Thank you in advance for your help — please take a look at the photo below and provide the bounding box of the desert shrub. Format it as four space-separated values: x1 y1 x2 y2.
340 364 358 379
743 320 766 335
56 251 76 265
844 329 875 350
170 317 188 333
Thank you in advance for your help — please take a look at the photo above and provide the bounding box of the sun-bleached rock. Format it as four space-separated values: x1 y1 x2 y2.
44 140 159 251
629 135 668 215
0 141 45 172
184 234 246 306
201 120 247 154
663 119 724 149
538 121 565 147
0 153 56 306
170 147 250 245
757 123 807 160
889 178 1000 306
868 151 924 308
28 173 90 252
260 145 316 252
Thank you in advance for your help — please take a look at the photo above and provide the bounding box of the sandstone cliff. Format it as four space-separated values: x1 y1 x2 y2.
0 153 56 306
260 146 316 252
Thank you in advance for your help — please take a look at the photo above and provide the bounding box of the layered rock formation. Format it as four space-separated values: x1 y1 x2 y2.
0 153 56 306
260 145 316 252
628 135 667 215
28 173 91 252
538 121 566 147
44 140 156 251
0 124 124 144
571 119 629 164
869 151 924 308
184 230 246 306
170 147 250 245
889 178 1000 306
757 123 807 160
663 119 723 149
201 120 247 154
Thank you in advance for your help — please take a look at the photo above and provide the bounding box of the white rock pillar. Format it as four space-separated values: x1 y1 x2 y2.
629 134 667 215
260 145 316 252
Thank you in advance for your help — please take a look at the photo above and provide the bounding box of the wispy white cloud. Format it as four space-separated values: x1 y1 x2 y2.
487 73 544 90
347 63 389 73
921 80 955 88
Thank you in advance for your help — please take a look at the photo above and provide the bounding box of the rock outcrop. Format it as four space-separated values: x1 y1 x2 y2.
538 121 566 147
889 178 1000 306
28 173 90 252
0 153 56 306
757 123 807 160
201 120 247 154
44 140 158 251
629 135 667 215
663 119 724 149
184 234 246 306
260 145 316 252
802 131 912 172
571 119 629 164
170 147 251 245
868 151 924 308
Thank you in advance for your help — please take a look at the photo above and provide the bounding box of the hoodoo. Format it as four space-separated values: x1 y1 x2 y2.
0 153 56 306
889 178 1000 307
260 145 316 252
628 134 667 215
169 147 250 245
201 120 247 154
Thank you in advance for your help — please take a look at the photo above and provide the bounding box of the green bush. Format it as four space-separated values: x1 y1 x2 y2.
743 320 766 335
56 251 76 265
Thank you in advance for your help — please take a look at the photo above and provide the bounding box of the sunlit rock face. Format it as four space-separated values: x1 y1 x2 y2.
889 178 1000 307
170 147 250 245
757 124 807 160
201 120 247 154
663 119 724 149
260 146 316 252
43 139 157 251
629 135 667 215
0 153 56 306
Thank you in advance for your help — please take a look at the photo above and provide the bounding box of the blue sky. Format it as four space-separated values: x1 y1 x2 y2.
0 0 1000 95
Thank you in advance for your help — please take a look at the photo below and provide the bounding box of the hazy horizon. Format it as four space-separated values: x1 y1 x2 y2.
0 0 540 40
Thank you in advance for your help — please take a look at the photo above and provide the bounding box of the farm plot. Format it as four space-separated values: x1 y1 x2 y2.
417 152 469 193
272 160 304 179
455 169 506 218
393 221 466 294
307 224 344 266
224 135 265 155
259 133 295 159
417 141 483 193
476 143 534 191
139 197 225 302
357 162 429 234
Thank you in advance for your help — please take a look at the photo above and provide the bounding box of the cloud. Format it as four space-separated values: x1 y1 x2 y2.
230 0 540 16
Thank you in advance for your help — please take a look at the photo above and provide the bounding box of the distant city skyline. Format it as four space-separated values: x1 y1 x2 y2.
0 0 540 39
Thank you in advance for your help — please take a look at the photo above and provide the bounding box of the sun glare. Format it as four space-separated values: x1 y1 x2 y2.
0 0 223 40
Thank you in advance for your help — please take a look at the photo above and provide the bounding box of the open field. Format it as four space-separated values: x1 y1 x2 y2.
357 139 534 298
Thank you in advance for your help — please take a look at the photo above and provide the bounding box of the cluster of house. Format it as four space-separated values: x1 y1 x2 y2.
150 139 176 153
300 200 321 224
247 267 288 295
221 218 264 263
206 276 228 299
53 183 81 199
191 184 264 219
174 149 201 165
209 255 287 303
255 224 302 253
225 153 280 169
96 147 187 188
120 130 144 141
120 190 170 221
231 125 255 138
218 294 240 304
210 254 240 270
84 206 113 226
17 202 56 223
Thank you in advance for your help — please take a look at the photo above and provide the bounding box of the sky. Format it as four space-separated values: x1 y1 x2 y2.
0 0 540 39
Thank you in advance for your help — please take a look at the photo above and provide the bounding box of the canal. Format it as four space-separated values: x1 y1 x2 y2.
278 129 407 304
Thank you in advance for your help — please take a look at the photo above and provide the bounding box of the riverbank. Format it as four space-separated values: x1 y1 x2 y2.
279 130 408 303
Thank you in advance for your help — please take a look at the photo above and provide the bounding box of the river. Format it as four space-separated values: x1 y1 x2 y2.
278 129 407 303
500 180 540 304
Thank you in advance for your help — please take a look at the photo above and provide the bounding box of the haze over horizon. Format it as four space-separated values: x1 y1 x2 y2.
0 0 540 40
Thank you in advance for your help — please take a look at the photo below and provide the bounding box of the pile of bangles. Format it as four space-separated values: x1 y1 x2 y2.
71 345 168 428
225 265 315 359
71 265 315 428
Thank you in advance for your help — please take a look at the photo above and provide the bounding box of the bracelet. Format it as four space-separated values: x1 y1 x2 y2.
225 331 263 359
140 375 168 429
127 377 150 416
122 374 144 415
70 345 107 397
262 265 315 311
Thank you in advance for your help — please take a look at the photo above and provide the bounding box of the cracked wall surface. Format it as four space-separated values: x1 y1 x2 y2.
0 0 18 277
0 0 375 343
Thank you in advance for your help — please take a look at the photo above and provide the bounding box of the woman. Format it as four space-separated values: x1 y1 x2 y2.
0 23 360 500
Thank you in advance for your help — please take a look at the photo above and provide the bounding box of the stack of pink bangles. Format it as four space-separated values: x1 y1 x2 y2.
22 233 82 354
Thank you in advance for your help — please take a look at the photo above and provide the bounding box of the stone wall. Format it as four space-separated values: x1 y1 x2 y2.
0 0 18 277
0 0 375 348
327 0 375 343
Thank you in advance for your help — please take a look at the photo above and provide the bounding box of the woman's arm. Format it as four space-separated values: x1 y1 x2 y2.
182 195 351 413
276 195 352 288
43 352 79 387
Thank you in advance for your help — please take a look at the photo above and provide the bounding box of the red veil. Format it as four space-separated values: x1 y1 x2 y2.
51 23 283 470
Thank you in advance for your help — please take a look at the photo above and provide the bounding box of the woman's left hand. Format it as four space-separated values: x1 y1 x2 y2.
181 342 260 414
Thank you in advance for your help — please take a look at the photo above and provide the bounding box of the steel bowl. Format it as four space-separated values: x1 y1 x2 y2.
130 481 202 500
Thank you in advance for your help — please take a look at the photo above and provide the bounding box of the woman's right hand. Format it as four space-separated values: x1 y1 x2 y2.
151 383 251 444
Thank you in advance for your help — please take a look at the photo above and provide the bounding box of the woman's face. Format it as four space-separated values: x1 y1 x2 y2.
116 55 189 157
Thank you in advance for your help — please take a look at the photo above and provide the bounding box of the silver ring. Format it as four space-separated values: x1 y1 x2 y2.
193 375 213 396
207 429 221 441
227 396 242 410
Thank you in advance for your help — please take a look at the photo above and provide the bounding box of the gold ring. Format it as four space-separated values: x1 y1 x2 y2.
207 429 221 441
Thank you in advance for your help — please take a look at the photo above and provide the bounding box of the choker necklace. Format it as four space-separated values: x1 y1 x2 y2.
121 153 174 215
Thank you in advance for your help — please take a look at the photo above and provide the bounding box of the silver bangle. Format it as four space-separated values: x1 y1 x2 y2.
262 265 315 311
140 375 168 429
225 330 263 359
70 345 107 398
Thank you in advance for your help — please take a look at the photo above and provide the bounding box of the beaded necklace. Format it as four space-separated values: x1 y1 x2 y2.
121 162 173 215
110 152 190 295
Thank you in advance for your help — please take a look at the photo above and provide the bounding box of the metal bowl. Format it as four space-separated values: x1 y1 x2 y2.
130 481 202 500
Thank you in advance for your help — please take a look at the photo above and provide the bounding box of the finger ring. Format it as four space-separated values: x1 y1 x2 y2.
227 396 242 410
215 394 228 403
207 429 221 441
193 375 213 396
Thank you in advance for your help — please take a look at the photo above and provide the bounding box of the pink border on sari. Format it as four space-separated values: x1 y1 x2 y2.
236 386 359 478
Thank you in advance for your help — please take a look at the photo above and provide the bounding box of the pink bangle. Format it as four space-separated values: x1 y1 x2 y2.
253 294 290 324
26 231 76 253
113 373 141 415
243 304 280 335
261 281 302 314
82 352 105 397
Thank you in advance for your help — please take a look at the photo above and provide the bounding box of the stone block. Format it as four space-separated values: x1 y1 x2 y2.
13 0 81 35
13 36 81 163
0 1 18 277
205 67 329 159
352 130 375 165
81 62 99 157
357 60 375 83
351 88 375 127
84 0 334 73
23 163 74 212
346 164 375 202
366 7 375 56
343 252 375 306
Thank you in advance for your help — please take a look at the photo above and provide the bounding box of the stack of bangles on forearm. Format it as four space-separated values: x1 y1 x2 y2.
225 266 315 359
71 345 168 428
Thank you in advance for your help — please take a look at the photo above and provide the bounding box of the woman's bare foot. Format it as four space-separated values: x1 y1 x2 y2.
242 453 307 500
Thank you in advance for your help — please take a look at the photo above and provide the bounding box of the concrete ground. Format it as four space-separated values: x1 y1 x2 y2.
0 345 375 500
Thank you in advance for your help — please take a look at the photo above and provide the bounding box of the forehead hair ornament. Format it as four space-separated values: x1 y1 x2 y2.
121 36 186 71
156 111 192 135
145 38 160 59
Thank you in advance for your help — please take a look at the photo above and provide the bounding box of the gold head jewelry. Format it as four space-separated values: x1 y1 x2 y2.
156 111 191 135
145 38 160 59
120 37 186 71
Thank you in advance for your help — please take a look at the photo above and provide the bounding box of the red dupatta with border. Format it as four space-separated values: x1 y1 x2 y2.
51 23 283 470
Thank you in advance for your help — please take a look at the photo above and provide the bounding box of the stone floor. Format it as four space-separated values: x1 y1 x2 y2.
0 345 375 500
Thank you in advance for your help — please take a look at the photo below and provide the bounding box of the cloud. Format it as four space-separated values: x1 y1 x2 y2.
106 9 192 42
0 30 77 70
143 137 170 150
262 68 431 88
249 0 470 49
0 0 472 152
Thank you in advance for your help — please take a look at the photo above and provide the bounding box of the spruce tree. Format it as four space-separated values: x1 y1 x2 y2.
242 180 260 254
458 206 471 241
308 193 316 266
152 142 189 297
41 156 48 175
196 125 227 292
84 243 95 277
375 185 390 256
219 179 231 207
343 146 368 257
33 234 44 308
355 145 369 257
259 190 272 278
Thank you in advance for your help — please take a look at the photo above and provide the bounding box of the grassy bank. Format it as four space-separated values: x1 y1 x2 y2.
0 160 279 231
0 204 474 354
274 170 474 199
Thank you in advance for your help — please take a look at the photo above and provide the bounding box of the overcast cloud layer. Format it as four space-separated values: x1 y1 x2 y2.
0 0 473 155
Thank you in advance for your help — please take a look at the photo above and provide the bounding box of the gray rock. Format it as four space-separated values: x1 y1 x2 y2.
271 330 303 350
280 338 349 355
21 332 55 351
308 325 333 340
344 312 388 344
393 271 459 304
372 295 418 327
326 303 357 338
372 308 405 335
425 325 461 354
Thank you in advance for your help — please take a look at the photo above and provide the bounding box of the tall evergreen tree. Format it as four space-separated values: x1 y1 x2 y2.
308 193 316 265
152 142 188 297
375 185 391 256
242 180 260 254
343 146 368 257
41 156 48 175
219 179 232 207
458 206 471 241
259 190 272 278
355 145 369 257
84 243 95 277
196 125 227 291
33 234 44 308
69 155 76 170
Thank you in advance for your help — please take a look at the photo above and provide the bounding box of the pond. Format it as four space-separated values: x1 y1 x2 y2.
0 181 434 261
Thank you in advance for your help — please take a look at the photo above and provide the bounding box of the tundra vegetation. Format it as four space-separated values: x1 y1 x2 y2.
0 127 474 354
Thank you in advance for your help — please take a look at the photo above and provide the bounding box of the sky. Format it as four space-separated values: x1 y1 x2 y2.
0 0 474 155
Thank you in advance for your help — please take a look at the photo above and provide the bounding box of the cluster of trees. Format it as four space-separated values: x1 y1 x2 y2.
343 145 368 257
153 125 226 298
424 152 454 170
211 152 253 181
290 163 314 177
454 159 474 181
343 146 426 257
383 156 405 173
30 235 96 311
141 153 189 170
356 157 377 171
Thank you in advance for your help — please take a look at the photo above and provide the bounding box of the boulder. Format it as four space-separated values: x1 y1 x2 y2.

- [TASK INSTRUCTIONS]
Please revise the items starting at the line containing "the woman's bare" and ending at the line containing "242 453 307 500", replacing "bare foot" with "right foot" and leaving everything else unchanged. Give only those lines.

- [REPLY]
Thank you in advance for your help — please take a look at the photo above and provide the bounding box of the woman's right foot. Format it as four space-separated values: x1 y1 x2 y2.
242 453 307 500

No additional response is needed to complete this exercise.